▶ _AIM_: Reproduce the listing that follows with no differences at all.

▶ _RECORDS SUPPLIED_:

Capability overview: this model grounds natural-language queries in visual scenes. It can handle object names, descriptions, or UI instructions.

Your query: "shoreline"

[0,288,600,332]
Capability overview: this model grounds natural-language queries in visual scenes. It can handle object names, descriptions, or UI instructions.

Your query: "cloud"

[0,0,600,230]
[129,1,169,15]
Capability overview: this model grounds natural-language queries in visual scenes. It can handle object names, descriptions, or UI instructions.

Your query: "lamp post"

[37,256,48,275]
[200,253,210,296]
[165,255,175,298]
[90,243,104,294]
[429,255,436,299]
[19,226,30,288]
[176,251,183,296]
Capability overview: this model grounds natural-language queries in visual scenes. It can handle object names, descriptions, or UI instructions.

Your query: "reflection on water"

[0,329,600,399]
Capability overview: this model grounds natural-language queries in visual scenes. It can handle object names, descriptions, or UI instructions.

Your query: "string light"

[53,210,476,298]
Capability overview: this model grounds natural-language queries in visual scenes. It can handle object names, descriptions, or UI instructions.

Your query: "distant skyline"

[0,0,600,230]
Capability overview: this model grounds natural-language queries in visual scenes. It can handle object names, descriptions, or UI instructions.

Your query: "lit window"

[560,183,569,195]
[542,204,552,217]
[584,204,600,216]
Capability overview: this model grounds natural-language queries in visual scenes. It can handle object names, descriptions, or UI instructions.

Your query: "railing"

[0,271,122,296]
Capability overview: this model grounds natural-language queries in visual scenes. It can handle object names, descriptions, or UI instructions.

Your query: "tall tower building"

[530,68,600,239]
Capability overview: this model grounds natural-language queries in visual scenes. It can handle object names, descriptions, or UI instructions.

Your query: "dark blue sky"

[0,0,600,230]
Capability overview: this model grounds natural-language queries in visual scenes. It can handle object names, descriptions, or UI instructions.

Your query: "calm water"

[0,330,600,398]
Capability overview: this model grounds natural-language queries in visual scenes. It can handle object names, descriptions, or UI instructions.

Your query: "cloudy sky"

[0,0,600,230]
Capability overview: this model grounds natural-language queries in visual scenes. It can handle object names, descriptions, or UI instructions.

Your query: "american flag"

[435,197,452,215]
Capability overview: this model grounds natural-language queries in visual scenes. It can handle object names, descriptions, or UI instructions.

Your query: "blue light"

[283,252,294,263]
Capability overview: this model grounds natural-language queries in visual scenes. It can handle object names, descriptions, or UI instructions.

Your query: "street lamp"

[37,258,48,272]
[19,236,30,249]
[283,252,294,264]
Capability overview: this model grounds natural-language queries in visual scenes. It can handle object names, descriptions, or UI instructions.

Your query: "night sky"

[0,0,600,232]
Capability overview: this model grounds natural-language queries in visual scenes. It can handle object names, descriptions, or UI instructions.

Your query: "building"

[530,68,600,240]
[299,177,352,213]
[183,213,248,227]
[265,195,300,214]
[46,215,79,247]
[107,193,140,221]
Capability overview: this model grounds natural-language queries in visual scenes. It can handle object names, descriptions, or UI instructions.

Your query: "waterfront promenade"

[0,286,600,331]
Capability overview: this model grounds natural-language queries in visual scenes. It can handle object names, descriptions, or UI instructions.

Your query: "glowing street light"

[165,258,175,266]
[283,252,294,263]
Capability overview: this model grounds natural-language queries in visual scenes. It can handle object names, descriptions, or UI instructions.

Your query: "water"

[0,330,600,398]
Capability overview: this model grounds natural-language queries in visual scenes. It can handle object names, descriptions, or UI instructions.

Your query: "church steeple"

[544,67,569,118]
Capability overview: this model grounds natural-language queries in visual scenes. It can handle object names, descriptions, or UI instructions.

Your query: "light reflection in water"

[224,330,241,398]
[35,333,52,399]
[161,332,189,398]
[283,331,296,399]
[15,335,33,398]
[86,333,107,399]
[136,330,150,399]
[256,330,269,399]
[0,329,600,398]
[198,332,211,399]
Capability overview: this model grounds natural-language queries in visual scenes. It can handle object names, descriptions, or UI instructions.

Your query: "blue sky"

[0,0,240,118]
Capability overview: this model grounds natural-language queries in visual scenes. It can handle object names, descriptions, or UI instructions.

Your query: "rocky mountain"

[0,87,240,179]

▶ _FINISHED EXERCISE_:
Capability overview: this model grounds natural-language queries in visual scenes. It can handle object names, descriptions, or UI instructions.

Your query: "shoreline"

[0,288,600,332]
Capability overview: this model grounds natural-language queries in visual scenes. It can handle object names, descriptions, or UI instructions.

Your query: "cloud"

[0,0,600,230]
[129,1,169,15]
Capability overview: this model grounds natural-language queries in visual scenes. It can handle object names, descriptions, or UI instructions.

Your query: "lamp post"

[37,256,48,275]
[200,253,210,296]
[165,255,175,298]
[90,243,104,294]
[429,255,436,299]
[19,226,30,288]
[176,251,183,296]
Capability overview: this model grounds natural-language queries in visual scenes. It can handle object names, descriptions, or UI instructions.

Your query: "reflection on water"

[0,329,600,399]
Capability overview: this model grounds natural-language queries in visual scenes. It can handle object names, descriptions, or UI instructions.

Your query: "string light"

[53,210,476,298]
Capability overview: this model grounds natural-language queries in visual scenes. It can handle object names, descriptions, or UI instructions.

Your query: "distant skyline"

[0,0,600,230]
Capability overview: this model grounds natural-language queries in visual scenes. It can handle object names, descriptions, or UI instructions.

Your query: "lit window"

[560,183,569,195]
[542,204,552,217]
[584,204,600,216]
Capability overview: this model grounds natural-language queries in visual scenes. It can handle object names, descriptions, or UI instructions.

Your query: "railing"

[0,271,122,296]
Capability overview: this model grounds natural-language queries in visual scenes. It can handle object names, descriptions, or UI instructions.

Your query: "tall tower building"

[530,68,600,239]
Capability overview: this model grounds natural-language queries in visual scenes. It can handle object names, descriptions, or UI instructions.

Your query: "dark blue sky"

[0,0,600,230]
Capability overview: this model grounds natural-language queries in visual scenes. It can handle object names, descriptions, or UI instructions.

Your query: "calm water"

[0,330,600,398]
Capability overview: this model grounds natural-language queries in visual scenes. It can handle object names, descriptions, or UI instructions.

Your query: "cloudy sky"

[0,0,600,230]
Capability overview: this model grounds natural-language queries in visual scenes. It can handle object names, descriptions, or UI instructions.

Your query: "american flag"

[435,197,452,215]
Capability overview: this model grounds natural-language queries in visual scenes. It can handle object names, descriptions, or UI instructions.

Your query: "blue light"

[283,252,294,263]
Capability overview: this model grounds natural-language queries in visual scenes. It can handle object names, descriptions, or UI instructions.

Your query: "street lamp"

[37,258,48,272]
[19,236,30,249]
[283,252,294,264]
Capability overview: this model grounds natural-language queries in visual scenes. It can handle object names, descriptions, or UI instructions.

Your query: "night sky"

[0,0,600,232]
Capability overview: this model grounds natural-language queries in visual scenes. It can handle object names, descriptions, or UI instructions.

Your query: "building"

[530,68,600,240]
[299,177,352,213]
[183,213,248,227]
[265,195,300,214]
[46,215,79,247]
[107,193,140,221]
Capability overview: this model grounds natural-language queries in visual scenes. It can handle object names, descriptions, or UI instructions.

Your query: "waterfront promenade"

[0,286,600,331]
Capability overview: this model grounds natural-language queries in visual scenes. It can handle object names, descriptions, or UI instructions.

Your query: "glowing street light"

[165,258,175,266]
[283,252,294,263]
Capability overview: this model grounds natural-language queries in visual scenes. It can handle object names, descriptions, or UI instructions.

Your query: "water"

[0,330,600,398]
Capability overview: this model grounds natural-language queries in visual scenes. It can handle object names, descriptions, or UI instructions.

Your query: "church steeple"

[544,67,569,118]
Capability overview: this model grounds natural-language queries in visual scenes. It can handle object names, descriptions, or UI instructions.

Your query: "light reflection in water"

[224,330,241,398]
[35,333,52,399]
[161,332,189,398]
[283,331,296,399]
[15,335,33,398]
[86,333,107,399]
[136,330,150,399]
[256,330,269,399]
[0,329,600,398]
[198,332,211,399]
Capability overview: this model grounds natural-language queries in visual scenes. It can handle object names, descriptions, or UI instructions.

Your query: "blue sky"

[0,0,240,118]
Capability overview: this model grounds natural-language queries in visual scenes. It can handle object names, descriptions, or UI instructions.

Your query: "rocky mountain"

[0,87,240,179]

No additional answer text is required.